Task details -> Everything in the records should be repeated exactly, down to the last character.

Given records ->
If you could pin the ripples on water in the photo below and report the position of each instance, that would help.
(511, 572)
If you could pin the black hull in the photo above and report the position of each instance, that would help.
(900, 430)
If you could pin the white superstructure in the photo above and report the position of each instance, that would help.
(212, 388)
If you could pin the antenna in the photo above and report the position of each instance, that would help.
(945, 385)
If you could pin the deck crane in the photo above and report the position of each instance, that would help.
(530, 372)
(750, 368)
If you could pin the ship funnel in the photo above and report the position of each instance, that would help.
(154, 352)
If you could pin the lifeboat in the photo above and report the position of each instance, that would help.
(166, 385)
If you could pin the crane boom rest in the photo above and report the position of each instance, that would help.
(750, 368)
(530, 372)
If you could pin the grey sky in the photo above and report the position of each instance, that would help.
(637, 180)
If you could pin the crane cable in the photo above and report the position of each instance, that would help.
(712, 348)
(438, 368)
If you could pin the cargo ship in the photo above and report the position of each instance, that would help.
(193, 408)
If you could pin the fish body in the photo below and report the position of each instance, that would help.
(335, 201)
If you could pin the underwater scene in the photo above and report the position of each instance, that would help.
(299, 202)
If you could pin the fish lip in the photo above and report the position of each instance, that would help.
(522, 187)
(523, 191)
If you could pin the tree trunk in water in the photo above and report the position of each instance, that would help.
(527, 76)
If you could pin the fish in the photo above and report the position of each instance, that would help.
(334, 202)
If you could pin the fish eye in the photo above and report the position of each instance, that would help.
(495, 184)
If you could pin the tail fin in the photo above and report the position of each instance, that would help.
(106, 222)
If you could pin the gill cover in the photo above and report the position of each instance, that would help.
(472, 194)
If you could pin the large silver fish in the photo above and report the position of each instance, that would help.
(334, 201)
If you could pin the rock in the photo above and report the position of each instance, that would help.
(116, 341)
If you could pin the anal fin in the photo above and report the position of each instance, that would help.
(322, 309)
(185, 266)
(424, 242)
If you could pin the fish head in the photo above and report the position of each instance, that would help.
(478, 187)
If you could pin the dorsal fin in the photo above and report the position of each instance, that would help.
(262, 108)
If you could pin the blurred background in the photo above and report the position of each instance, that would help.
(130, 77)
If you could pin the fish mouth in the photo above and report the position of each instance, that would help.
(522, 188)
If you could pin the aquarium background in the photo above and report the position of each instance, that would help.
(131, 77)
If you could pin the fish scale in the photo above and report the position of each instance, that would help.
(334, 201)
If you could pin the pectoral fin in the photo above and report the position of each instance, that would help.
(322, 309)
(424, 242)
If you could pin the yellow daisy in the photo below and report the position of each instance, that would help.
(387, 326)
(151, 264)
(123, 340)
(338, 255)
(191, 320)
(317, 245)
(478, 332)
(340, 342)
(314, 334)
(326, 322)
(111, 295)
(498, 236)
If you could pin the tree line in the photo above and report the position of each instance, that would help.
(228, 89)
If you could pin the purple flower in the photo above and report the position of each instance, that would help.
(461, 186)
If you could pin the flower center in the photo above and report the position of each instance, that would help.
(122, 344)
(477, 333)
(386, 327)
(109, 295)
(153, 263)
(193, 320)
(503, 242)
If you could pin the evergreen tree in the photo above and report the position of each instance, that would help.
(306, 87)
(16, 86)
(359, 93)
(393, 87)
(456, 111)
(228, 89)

Exercise answer ->
If you could pin the ripples on water in the photo below and report the position of each instance, that would help.
(511, 572)
If you could pin the black hull in the photo above and report the position of each instance, that would help.
(900, 430)
If you could pin the white superstructure in the photo above and report the position of each instance, that would help.
(212, 388)
If you could pin the antenna in the photo above and report the position of each instance, that would help.
(945, 385)
If you could pin the deck crane in the photo above and report the position of each instance, that would help.
(530, 372)
(750, 368)
If you could pin the ship funnel in the photo above and report the position of each instance, that would help.
(154, 352)
If you could pin the lifeboat in the photo above and report the position of each instance, that would help.
(166, 385)
If you could pin the crane boom rest in the photo above and report the position of each instance, that would help.
(750, 368)
(530, 372)
If you could pin the grey sky in the photo above and report the position of each instance, that would help.
(637, 180)
If you could pin the crane cable in the photo above and report the position of each instance, that would help.
(712, 348)
(438, 368)
If you could pin the cargo ship in the photo above and report the position of each instance, that would help.
(193, 408)
If you could pin the fish body in the photo below and report the position of each instance, that would help.
(335, 201)
If you could pin the underwater scene in the photo above and report the position of each instance, that would help.
(299, 202)
If you could pin the fish lip in the photo above and report the position of each instance, that would help.
(522, 187)
(523, 191)
If you could pin the tree trunk in water in the photo above and report the position of each instance, that would help.
(527, 76)
If you could pin the fish in the photo above and report the position of each instance, that would help.
(334, 202)
If you could pin the fish eye in the photo above and report the position of each instance, that would help.
(495, 184)
If you could pin the tail fin in the photo above and report the position of each instance, that would help.
(106, 222)
If you could pin the gill cover in the photo above and report the position of each instance, that would help.
(472, 194)
If you could pin the large silver fish in the photo above and report the position of each instance, that would help.
(334, 201)
If you could pin the rock in the photo above and report the position of each instance, that would help.
(116, 341)
If you could pin the anal fin in the photo above and report the position of each instance, that would help.
(322, 309)
(185, 266)
(424, 242)
If you could pin the fish head in the photo above and report the position of each instance, that would help.
(478, 187)
If you could pin the dorsal fin in the photo above and report the position of each instance, that would help.
(262, 108)
If you could pin the blurred background in the photo above and report the position of each instance, that would help.
(130, 77)
If you could pin the fish mouth in the photo above and report the position of each instance, that would help.
(522, 188)
If you could pin the aquarium background in the photo above and report the position of each instance, that would help.
(131, 77)
If you could pin the fish scale in the photo above and report the position of each instance, that would help.
(334, 201)
If you could pin the pectoral fin in the photo above and report the position of each instance, that would help.
(322, 309)
(424, 242)
If you could pin the yellow daisy in the photo below and report the position of each instance, that would help.
(387, 326)
(151, 264)
(123, 340)
(338, 255)
(191, 320)
(317, 245)
(478, 332)
(340, 342)
(314, 334)
(326, 322)
(111, 295)
(498, 236)
If you could pin the tree line in the photo above and report the position of each instance, that would help.
(228, 89)
If you could pin the purple flower in the photo above and report the position of each instance, that would help.
(461, 186)
If you could pin the flower center in the photo above and report the position of each instance, that would help.
(122, 344)
(477, 333)
(386, 327)
(109, 295)
(153, 263)
(193, 320)
(503, 242)
If you could pin the evergreen tree in the photo above and report the position of each instance, that would help.
(306, 87)
(16, 86)
(359, 93)
(393, 87)
(456, 111)
(228, 89)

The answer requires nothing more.